Job: Take the line that contains "of the dense" as the first and the last line of the material as the final one; set down exactly the lines in that span.

Named object pointing entries:

++++

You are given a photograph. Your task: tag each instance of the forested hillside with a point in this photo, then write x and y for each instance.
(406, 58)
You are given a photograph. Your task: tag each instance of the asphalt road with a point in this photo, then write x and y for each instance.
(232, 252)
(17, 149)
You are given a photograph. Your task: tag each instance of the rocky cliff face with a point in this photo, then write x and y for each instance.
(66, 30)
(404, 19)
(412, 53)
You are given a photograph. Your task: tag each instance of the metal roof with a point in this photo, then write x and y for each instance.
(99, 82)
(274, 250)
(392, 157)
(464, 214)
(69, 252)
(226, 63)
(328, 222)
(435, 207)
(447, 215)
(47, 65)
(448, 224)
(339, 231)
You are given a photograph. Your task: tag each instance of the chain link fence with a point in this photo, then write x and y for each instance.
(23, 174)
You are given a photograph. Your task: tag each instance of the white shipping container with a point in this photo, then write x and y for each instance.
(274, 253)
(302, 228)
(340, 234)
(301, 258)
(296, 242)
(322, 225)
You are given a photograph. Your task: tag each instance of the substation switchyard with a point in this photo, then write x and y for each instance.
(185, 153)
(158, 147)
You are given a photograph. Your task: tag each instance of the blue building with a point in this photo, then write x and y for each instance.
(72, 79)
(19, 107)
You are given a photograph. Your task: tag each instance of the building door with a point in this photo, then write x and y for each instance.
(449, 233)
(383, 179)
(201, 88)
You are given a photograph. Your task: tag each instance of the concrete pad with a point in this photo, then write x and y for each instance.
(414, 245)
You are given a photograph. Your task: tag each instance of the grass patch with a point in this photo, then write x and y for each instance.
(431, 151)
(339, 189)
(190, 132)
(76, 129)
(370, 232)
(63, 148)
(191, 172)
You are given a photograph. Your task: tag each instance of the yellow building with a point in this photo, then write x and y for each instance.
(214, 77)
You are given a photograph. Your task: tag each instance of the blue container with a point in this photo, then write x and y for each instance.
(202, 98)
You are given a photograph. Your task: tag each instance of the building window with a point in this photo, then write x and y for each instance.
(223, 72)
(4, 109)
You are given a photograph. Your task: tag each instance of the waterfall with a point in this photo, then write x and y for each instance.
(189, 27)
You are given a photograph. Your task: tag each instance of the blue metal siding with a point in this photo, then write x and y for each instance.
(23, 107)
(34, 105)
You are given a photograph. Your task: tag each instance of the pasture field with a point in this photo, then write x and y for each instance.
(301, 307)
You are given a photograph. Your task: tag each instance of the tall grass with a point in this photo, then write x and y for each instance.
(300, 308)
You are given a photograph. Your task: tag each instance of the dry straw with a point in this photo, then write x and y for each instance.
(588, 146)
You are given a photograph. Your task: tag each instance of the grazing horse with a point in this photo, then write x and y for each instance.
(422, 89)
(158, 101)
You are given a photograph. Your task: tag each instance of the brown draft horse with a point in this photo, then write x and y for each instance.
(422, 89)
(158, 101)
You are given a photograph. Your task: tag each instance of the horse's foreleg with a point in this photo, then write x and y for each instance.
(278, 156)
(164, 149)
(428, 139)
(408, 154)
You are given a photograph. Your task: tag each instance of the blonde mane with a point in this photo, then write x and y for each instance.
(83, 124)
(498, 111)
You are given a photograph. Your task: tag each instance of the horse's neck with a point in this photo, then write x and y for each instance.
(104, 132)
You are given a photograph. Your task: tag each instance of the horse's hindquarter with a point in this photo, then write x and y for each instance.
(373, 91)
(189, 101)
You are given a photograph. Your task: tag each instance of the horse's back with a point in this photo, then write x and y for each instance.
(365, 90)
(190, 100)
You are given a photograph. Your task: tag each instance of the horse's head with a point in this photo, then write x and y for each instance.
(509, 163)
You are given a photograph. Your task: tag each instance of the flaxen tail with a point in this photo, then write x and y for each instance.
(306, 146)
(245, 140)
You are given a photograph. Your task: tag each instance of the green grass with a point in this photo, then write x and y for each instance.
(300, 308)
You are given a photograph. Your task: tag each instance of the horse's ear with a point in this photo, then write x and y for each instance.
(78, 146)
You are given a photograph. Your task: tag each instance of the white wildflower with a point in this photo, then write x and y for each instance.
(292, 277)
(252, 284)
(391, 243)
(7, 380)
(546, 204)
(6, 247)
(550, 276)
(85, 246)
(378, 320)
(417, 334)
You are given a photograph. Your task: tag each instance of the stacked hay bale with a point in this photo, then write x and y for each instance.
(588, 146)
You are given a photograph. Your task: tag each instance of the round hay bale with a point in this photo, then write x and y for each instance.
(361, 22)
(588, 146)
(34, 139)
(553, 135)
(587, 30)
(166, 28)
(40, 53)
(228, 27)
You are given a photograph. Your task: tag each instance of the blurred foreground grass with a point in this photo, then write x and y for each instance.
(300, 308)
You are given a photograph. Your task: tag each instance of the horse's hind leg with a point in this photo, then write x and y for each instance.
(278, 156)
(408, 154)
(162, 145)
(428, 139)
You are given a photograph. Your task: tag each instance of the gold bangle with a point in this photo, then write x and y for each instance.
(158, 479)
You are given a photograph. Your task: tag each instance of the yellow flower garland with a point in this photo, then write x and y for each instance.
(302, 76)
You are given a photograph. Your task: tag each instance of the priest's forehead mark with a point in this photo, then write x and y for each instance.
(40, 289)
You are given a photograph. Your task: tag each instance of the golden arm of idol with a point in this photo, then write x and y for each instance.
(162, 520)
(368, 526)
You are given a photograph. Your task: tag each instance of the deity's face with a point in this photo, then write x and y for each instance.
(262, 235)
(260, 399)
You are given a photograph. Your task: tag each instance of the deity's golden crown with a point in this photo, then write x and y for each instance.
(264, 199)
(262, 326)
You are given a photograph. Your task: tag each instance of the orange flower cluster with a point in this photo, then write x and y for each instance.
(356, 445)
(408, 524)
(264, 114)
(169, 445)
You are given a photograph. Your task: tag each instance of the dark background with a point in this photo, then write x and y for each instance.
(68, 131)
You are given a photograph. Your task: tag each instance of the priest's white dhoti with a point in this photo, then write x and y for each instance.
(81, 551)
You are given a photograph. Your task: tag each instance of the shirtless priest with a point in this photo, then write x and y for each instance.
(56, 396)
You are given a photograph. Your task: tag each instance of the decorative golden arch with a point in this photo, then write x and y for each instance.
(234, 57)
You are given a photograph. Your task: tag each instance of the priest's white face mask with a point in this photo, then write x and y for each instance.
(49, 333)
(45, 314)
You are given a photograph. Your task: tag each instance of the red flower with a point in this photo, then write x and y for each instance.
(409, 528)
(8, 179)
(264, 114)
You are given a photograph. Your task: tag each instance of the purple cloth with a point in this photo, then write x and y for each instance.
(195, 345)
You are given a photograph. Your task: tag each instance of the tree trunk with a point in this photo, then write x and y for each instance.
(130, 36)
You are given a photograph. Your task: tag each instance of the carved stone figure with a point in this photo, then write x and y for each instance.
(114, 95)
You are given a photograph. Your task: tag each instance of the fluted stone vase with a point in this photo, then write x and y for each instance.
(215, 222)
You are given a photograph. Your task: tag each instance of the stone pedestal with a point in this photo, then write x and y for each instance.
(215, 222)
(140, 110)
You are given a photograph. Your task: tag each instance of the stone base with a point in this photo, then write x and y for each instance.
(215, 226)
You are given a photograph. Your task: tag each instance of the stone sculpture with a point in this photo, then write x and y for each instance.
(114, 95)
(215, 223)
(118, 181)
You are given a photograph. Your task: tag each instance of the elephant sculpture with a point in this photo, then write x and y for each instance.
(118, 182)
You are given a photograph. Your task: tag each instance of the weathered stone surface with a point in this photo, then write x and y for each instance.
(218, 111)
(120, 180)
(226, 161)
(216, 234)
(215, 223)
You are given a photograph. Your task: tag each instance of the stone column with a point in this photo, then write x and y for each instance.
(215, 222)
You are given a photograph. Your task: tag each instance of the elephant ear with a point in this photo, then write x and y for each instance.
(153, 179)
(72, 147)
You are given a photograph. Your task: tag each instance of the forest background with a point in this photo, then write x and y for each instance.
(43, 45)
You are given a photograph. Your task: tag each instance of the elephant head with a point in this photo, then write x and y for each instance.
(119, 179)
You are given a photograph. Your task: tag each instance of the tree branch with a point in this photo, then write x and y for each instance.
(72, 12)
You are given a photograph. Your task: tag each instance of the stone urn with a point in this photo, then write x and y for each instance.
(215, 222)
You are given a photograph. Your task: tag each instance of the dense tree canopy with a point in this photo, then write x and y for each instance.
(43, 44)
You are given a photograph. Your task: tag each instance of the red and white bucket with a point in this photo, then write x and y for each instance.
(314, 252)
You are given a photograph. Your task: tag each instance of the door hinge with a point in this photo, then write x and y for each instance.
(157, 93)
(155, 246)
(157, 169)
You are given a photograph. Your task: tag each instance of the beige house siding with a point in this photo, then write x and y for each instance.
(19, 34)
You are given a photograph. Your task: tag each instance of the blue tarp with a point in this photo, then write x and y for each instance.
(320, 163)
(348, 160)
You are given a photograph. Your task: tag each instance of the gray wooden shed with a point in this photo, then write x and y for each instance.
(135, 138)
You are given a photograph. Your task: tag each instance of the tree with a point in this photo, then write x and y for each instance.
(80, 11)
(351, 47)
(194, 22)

++++

Output:
You are given a photograph. Your task: tag each instance of the dense tree canopy with a point in this photo, then write x and y for each instance.
(43, 44)
You are given a photograph. Your task: tag each instance of the red and white bucket with a point in this photo, then write x and y for each instance.
(314, 252)
You are given a photograph. Your task: tag each instance of the door hinge with a point in this photo, then write x and y for each instance.
(157, 93)
(155, 246)
(157, 169)
You are given a photograph. Your task: tag each instance of the beige house siding with a point in this photo, then write x and y for each instance.
(19, 34)
You are given a photograph. Your task: tag each instance of the blue tarp with a point in this photo, then write x and y for each instance.
(320, 163)
(348, 160)
You are given a photograph. Your task: tag each instance of the gray wooden shed with a point in this photo, then write x and y for each instance.
(135, 138)
You are given a photograph. Your task: tag each instance of the tree with a point in this photo, then write x and y for each instance.
(80, 11)
(351, 47)
(194, 22)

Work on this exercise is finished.